Scan the entries for the word "blue", and copy every line where it appears.
·····
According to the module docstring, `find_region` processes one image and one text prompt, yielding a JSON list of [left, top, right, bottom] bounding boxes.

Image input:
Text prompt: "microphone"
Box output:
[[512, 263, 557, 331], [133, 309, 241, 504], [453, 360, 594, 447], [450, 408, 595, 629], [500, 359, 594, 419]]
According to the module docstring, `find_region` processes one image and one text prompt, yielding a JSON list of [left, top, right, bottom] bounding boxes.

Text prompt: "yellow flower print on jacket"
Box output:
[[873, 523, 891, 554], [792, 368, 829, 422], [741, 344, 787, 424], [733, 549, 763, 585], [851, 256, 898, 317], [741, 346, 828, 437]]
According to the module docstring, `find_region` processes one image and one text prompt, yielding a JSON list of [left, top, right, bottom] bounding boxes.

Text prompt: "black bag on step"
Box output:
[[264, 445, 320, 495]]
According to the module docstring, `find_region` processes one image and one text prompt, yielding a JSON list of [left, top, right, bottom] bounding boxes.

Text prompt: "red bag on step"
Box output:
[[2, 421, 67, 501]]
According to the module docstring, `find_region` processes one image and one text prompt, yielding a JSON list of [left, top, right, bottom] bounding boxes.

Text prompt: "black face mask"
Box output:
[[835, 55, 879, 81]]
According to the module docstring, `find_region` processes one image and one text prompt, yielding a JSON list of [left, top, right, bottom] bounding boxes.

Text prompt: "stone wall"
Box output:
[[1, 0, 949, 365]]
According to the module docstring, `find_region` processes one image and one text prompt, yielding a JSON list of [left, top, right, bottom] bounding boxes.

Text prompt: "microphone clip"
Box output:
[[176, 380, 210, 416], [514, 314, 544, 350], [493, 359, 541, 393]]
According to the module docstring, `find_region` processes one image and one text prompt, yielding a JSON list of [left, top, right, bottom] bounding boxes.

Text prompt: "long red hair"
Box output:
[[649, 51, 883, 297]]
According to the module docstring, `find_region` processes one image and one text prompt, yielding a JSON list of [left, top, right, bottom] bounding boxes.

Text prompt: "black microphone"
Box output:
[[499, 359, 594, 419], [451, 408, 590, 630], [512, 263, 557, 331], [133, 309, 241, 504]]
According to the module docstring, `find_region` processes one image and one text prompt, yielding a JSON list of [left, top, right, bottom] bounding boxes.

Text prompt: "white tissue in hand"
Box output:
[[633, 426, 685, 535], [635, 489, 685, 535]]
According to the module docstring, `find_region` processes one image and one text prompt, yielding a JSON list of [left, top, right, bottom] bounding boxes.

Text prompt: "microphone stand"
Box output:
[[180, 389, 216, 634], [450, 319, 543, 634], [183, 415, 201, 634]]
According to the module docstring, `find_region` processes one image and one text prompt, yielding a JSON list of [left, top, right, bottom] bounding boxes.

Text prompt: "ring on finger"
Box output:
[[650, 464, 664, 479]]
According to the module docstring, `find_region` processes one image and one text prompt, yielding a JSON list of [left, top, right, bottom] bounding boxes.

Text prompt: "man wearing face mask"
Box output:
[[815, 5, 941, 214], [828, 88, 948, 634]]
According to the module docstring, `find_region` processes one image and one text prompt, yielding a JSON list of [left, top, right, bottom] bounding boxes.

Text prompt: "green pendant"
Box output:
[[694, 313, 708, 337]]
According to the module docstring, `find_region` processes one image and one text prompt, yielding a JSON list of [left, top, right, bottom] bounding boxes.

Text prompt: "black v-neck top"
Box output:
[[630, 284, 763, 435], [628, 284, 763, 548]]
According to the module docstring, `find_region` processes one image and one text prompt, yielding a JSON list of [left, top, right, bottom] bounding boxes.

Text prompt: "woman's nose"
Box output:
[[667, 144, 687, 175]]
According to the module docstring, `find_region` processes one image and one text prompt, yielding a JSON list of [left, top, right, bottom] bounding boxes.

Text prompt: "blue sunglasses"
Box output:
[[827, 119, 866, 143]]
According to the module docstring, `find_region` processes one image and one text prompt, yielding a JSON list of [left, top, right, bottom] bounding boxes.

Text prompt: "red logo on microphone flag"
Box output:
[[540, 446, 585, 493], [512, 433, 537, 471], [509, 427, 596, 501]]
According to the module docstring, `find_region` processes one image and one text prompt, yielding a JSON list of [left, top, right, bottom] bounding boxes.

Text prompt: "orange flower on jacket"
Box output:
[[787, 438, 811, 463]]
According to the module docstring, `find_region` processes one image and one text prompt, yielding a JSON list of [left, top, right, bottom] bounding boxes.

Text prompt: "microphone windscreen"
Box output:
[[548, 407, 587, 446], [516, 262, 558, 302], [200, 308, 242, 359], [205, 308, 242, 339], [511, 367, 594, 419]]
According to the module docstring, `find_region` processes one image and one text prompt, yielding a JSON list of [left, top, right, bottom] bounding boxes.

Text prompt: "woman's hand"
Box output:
·····
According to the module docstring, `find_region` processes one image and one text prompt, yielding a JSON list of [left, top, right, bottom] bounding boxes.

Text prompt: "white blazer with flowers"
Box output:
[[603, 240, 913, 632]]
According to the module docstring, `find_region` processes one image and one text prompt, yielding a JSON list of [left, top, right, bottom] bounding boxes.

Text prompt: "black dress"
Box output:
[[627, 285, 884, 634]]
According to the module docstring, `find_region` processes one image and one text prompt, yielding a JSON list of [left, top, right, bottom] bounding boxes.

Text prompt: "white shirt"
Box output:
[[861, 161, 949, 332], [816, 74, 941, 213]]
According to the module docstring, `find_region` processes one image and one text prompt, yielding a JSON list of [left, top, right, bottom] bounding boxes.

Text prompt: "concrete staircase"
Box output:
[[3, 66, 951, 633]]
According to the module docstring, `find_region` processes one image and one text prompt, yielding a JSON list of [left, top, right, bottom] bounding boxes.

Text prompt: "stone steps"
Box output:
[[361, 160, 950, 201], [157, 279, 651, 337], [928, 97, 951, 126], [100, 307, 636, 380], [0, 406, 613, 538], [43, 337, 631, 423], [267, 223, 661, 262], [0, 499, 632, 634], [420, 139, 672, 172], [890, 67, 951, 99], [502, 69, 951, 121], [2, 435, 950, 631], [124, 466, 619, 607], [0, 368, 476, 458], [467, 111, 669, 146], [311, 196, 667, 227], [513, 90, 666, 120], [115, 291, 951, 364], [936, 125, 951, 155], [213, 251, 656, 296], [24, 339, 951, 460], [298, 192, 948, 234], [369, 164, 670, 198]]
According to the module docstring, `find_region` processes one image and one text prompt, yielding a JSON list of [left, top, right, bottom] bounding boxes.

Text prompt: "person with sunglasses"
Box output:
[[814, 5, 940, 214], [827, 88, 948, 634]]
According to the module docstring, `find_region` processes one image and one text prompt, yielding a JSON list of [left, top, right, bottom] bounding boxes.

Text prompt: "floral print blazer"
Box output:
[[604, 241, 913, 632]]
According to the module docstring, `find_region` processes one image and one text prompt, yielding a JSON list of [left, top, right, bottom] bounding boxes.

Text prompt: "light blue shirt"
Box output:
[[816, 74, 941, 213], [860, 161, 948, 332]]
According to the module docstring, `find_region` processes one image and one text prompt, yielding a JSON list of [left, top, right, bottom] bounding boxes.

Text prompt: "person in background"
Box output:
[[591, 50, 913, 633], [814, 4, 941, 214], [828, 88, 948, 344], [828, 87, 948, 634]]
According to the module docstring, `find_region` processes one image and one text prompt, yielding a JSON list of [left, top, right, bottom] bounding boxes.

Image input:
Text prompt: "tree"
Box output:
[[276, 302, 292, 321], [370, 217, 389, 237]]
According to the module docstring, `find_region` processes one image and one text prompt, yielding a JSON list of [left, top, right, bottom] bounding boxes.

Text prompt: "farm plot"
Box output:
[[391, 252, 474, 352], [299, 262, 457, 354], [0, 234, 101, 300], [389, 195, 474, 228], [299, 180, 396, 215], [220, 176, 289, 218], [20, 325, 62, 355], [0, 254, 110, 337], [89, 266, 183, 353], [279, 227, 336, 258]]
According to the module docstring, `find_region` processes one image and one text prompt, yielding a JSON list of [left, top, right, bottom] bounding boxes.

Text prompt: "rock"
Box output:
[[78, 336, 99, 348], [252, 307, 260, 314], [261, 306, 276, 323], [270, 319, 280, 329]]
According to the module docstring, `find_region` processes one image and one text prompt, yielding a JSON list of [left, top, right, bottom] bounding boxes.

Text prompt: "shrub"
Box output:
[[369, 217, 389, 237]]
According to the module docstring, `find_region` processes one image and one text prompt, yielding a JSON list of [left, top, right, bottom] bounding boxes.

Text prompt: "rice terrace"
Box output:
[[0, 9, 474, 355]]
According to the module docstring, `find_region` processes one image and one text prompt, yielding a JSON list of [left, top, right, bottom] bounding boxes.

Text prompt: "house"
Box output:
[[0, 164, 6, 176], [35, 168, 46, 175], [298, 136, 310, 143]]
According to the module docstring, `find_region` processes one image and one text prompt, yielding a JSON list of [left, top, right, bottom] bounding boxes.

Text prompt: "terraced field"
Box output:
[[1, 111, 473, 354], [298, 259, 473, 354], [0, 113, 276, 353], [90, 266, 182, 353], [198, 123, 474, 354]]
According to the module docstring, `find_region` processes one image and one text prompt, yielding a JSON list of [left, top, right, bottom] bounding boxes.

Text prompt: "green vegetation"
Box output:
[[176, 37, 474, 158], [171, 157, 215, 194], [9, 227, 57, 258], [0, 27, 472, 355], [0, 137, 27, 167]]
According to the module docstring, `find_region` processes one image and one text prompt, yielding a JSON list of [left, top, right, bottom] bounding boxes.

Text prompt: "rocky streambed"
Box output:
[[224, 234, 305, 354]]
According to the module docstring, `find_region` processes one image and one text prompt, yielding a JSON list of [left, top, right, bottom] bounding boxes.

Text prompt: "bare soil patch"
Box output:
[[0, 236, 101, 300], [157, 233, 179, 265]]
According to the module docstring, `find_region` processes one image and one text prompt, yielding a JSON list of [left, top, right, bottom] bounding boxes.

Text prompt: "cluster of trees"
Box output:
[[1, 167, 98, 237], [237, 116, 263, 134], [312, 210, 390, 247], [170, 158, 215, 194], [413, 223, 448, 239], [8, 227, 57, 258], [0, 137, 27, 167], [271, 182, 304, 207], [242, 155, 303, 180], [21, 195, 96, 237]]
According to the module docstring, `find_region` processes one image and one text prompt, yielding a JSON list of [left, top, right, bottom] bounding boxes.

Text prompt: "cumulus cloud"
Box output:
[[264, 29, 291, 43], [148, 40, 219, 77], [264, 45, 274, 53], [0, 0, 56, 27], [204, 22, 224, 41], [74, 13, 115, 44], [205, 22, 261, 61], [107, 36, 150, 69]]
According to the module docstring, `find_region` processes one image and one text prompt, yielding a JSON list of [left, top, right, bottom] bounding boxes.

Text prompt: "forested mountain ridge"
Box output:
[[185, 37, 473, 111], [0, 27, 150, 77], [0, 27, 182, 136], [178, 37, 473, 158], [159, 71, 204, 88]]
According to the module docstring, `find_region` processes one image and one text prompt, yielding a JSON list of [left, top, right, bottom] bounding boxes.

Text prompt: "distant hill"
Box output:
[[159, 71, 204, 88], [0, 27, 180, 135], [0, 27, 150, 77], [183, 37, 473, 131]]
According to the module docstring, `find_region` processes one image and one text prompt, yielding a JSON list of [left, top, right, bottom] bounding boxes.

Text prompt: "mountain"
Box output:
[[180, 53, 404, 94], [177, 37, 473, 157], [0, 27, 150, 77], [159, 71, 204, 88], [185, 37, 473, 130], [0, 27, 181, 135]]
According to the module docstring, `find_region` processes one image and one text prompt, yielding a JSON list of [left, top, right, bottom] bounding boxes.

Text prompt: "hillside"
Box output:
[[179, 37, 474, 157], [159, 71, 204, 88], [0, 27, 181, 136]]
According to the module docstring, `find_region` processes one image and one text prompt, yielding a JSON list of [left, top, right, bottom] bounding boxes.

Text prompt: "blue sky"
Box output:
·····
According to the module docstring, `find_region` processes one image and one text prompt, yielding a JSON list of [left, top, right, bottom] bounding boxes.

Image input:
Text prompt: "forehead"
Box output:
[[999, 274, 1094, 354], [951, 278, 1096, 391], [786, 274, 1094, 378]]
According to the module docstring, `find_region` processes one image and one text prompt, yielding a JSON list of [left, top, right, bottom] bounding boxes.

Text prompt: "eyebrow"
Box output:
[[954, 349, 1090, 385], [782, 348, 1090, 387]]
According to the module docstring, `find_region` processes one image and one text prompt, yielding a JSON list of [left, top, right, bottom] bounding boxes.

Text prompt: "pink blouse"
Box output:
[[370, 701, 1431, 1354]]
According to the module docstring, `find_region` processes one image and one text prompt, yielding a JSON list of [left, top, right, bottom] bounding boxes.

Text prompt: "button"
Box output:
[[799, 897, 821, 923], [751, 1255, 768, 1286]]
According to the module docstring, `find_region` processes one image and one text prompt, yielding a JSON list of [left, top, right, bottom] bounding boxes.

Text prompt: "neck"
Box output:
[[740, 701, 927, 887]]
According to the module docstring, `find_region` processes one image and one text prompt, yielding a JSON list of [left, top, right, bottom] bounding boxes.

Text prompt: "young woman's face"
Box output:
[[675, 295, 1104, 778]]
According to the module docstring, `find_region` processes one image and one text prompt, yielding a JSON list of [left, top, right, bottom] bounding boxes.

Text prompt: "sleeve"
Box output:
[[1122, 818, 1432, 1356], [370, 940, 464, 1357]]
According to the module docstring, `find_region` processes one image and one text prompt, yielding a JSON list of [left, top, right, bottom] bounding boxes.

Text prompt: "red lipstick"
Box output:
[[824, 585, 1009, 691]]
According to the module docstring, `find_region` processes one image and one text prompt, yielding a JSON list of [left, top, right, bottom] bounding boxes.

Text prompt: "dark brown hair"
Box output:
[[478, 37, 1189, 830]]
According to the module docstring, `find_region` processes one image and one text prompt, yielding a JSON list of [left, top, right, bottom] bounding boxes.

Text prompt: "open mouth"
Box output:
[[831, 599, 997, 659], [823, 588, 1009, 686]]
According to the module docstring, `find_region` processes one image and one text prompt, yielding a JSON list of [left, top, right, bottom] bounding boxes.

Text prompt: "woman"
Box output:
·····
● **Answer for this exercise**:
Text prompt: "blue sunglasses"
Text prompt: "light blue shirt"
Text prompt: "blue sky"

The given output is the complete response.